(Beginning of Given records)

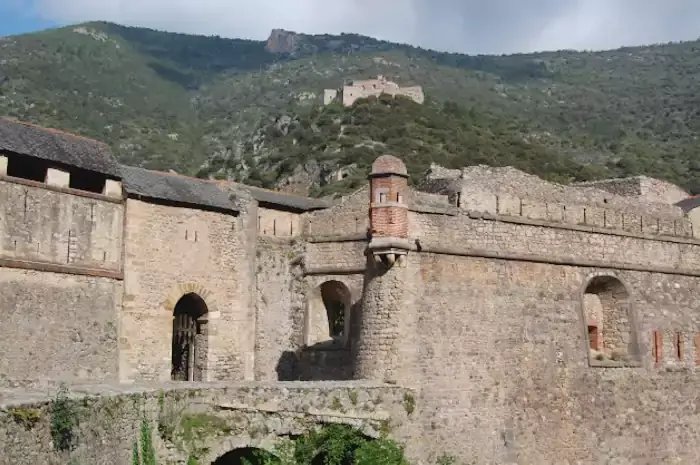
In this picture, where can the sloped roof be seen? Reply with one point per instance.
(295, 202)
(57, 146)
(175, 188)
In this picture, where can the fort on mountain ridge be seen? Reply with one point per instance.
(530, 322)
(359, 89)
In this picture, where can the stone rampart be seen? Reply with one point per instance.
(172, 252)
(60, 283)
(593, 216)
(63, 227)
(503, 356)
(203, 421)
(505, 236)
(280, 309)
(57, 327)
(277, 223)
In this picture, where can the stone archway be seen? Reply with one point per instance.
(248, 456)
(609, 320)
(328, 314)
(189, 339)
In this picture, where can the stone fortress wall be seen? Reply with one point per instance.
(359, 89)
(537, 323)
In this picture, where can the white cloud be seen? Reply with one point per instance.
(474, 26)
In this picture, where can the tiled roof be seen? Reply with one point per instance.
(57, 146)
(175, 188)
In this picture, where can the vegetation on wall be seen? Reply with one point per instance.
(147, 453)
(332, 445)
(64, 421)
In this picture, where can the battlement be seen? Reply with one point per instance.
(513, 193)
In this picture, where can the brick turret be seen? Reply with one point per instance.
(388, 209)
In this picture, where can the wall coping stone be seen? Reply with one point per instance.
(582, 228)
(59, 268)
(481, 253)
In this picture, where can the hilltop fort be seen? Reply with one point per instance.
(355, 90)
(487, 313)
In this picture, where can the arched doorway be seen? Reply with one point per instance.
(189, 348)
(610, 323)
(328, 314)
(247, 456)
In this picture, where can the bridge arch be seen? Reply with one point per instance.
(248, 456)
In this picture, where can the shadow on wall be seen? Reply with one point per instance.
(247, 455)
(320, 362)
(329, 360)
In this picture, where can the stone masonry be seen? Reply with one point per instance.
(530, 322)
(358, 89)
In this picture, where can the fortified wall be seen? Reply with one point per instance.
(535, 322)
(348, 94)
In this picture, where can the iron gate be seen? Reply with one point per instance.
(185, 330)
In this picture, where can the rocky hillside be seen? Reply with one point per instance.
(202, 104)
(322, 150)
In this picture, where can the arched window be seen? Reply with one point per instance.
(610, 326)
(328, 313)
(189, 345)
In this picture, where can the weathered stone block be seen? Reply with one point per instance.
(509, 205)
(534, 210)
(112, 188)
(57, 178)
(595, 216)
(573, 214)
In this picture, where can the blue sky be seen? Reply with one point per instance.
(471, 26)
(15, 21)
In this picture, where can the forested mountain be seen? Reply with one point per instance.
(251, 109)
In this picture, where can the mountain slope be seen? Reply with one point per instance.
(185, 102)
(322, 150)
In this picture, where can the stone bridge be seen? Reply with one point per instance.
(98, 424)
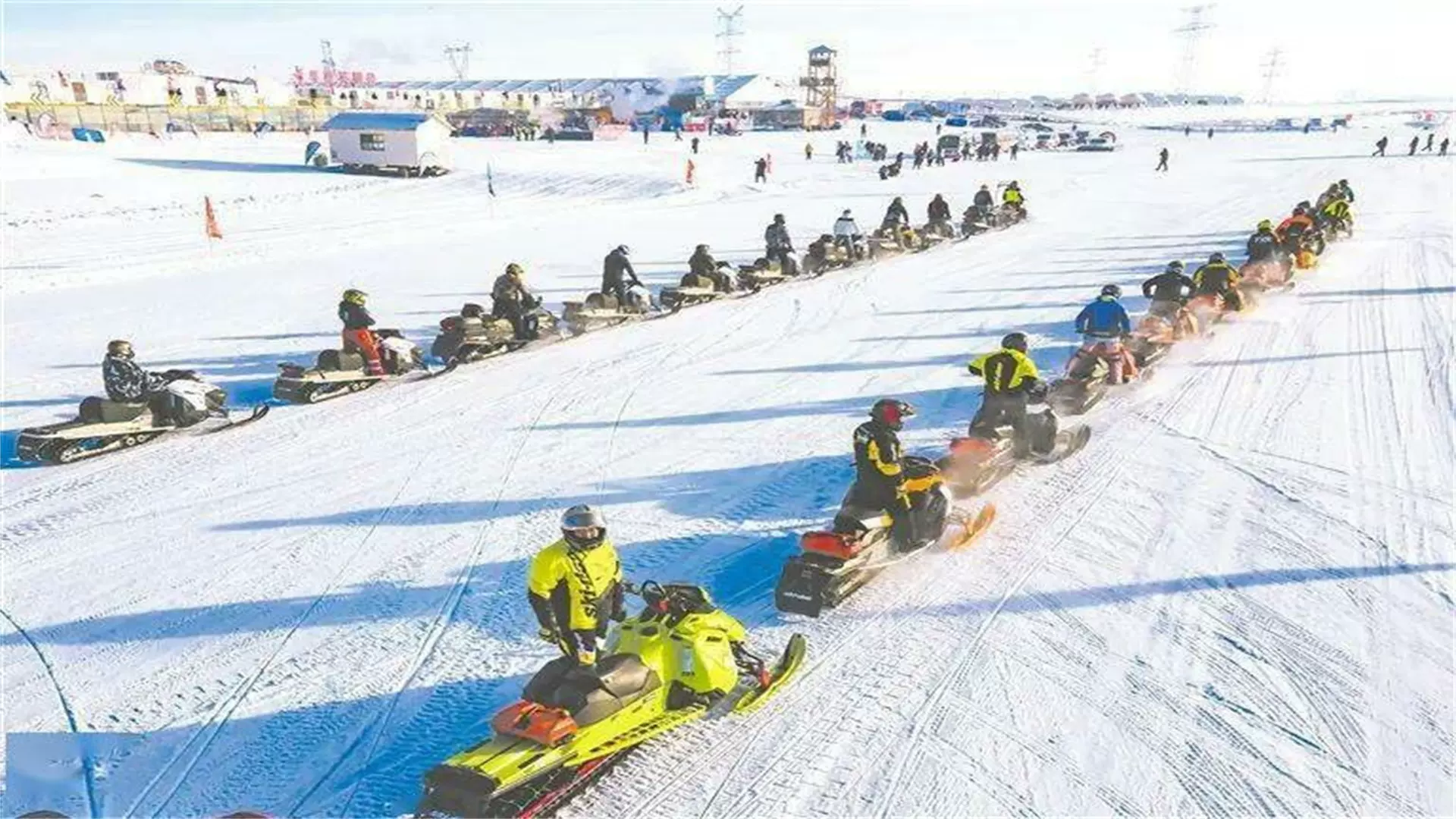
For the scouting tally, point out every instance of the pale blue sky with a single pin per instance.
(1332, 50)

(End of Given records)

Leave out the pictures, and write out all the remaining data above exactly.

In this picture, where can the sloped roof be seen? Reply with one point per instance.
(295, 202)
(57, 146)
(175, 188)
In this picture, where can the fort on mountain ridge be seen? Reply with one point per instance.
(530, 322)
(359, 89)
In this picture, where can the stone rampart be seen? Reply with one point per instance.
(172, 252)
(60, 283)
(593, 216)
(63, 227)
(503, 356)
(203, 421)
(505, 236)
(280, 309)
(57, 327)
(277, 223)
In this picture, where can the stone archway be seen? Reply with one point per instance.
(248, 456)
(609, 320)
(328, 314)
(189, 339)
In this picture, where can the stone fortress wall be seen? Reply with one point per instance.
(359, 89)
(537, 323)
In this picture, where can the white cloud be seen? Reply with one point per instance.
(474, 26)
In this picture, where can the tiled roof be seen? Reply with one point per instance.
(57, 146)
(175, 188)
In this picture, where can the vegetation on wall be seen? Reply with one point per instance.
(147, 453)
(332, 445)
(64, 421)
In this picture, where can the battlement be seen? Reply with one point per instance.
(513, 193)
In this picture, where can the brick turret be seen? Reply with one point per instance.
(388, 209)
In this picture, where can the wall coping stone be seen? Reply with one point per instance.
(582, 228)
(59, 268)
(481, 253)
In this picture, where can the hilltop fort be seen? Reply with one point per instance.
(355, 90)
(487, 313)
In this picture, where can the arched doorway be seen? Reply with one point per instance.
(189, 348)
(610, 323)
(328, 314)
(247, 456)
In this picture, where can the bridge arch be seen? Reply with one point per instance.
(248, 456)
In this picture, where can the shadow on wall be seen? Reply with one point per instance.
(247, 455)
(320, 362)
(329, 360)
In this picture, where can the stone masonry be seen? Reply with one point per instance.
(530, 322)
(358, 89)
In this picture, where can the fortified wall be seen? Reply with one point per instance.
(535, 322)
(348, 94)
In this picture, where can the iron gate be seen? Reply with one point per instance.
(185, 330)
In this picture, where can the rocky hillside be seen? Reply with one point per instance.
(202, 104)
(322, 150)
In this picture, where can the arched window be seen? Reply with one point per instance.
(610, 326)
(328, 313)
(189, 345)
In this picture, where can the weathered stone block be seen? Reply with one point per instance.
(509, 205)
(534, 210)
(112, 188)
(57, 178)
(595, 216)
(573, 214)
In this picture, where can the blue sky be seen? Reply with one point per instance.
(471, 26)
(15, 21)
In this picture, where can the forested mountain be seen? Reply with one point per instance.
(251, 109)
In this picture, where can the mountain slope be seen? Reply with one point per instance.
(185, 102)
(322, 150)
In this picture, where can the stone bridge be seen? Reply with one point per instance.
(98, 424)
For the scouting tally, point out every instance of the pale blue sky with a single pin per instance.
(1332, 50)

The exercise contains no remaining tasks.